-- A run of records --
* * *
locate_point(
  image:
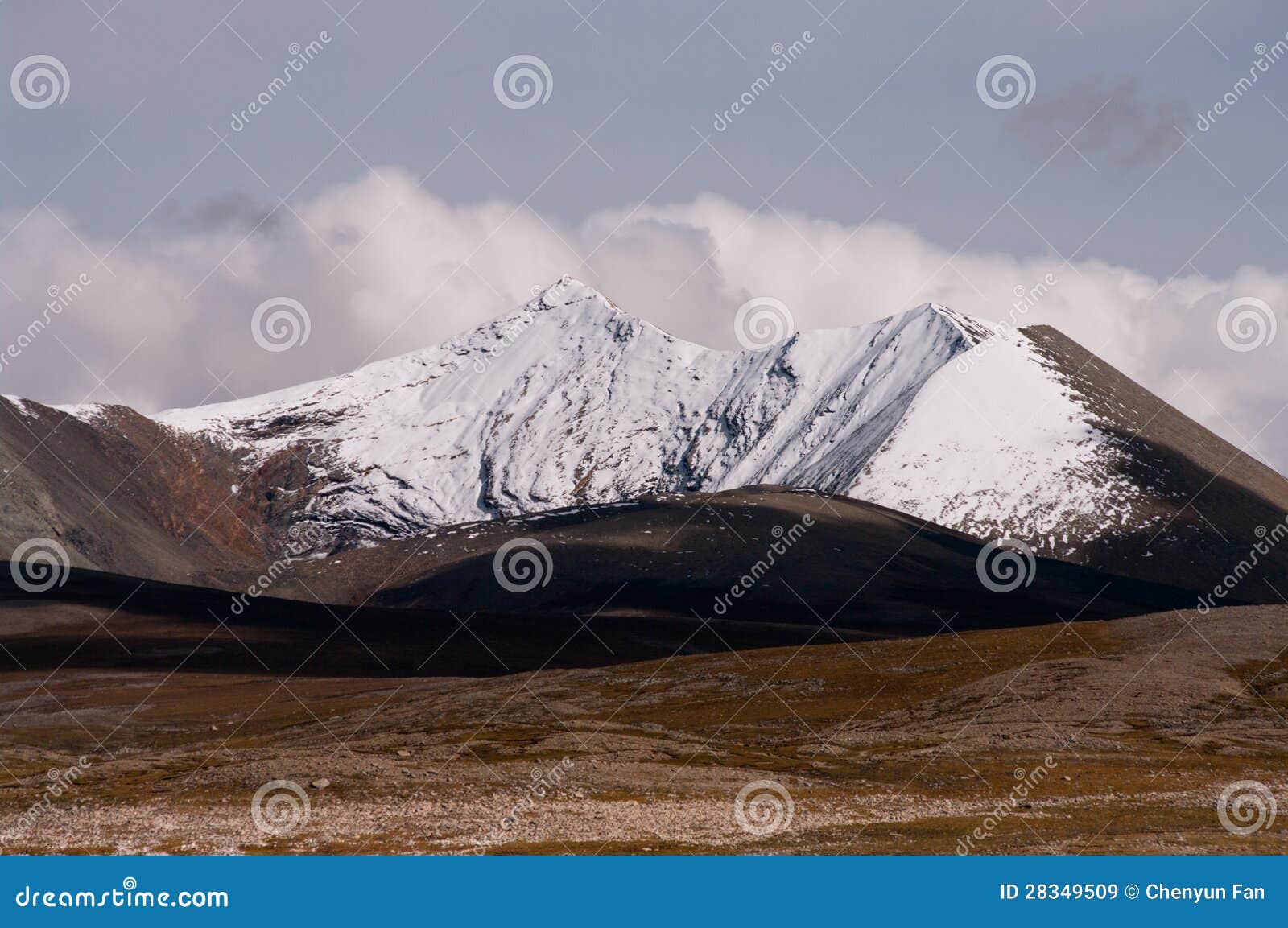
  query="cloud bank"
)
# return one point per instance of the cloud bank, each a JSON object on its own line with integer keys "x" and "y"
{"x": 384, "y": 266}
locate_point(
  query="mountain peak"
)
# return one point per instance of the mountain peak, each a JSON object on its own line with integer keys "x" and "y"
{"x": 564, "y": 292}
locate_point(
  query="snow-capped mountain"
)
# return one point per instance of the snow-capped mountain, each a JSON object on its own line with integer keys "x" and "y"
{"x": 570, "y": 401}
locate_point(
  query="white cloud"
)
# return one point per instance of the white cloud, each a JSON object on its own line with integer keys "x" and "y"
{"x": 419, "y": 270}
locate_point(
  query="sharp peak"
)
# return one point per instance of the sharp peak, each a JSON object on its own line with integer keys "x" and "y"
{"x": 564, "y": 292}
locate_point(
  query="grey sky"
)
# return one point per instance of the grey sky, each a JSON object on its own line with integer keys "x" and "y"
{"x": 892, "y": 88}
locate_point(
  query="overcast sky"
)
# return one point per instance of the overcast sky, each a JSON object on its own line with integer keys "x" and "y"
{"x": 401, "y": 189}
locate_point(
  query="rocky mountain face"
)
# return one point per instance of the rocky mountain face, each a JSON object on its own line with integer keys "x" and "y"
{"x": 571, "y": 402}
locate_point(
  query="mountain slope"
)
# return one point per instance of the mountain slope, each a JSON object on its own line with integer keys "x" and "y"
{"x": 571, "y": 402}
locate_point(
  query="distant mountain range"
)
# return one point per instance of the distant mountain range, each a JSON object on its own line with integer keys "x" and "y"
{"x": 570, "y": 402}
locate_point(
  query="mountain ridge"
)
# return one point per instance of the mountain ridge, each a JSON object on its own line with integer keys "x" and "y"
* * *
-- Task to complete --
Repeat all of the data above word for word, minus the pictures.

-- Full response --
locate_point(
  image:
  query="cloud bank"
)
# return one point per instance of the cloud bank, each a JSON object on its own line with integer keys "x" and "y"
{"x": 384, "y": 266}
locate_point(
  query="mountain peak"
)
# return one point per instance of the mountain peak, each a JSON object on its own line with integer keys "x" and "y"
{"x": 564, "y": 292}
locate_point(
  query="snow-capped mountain"
)
# return one point per instance of the snow-capped mountain, each a JSON object on its own line with integer keys "x" and "y"
{"x": 570, "y": 401}
locate_point(
  query="white cloud"
)
# return one point per instance of the white cloud, each a JSON object on its own line with integer keys "x" and "y"
{"x": 419, "y": 270}
locate_point(
  query="sharp peak"
)
# return one point per instance of the sharp peak, each a JSON object on its own line with integer keys "x" and "y"
{"x": 564, "y": 292}
locate_point(
  query="grey sky"
)
# return one point per instance of the grey sky, each a JSON object on its own line with integer keys "x" and "y"
{"x": 892, "y": 88}
locate_point(
  query="overcast sky"
)
# return one point per instance of the overcast sky, each a JSON object on its own line with integer keys "x" and "y"
{"x": 401, "y": 189}
locate_point(
  query="rocky mountain face"
)
# return one point per instance of the rocky mountain face, each a JSON object on its own line with integer keys "x" and "y"
{"x": 571, "y": 402}
locate_point(
  query="mountain slope"
)
# return one point per instance of the mountain slope, each a JSON object on its own line with integer keys "x" and "y"
{"x": 571, "y": 402}
locate_point(
  query="distant mountain range"
)
# return one point per instance of the distant mountain range, each a JSON object on its own line with integer keys "x" and "y"
{"x": 570, "y": 402}
locate_point(
  query="mountain ridge"
)
# return one point per instance of the mountain ridge, each a JSON object on its own line with integer keys "x" and "y"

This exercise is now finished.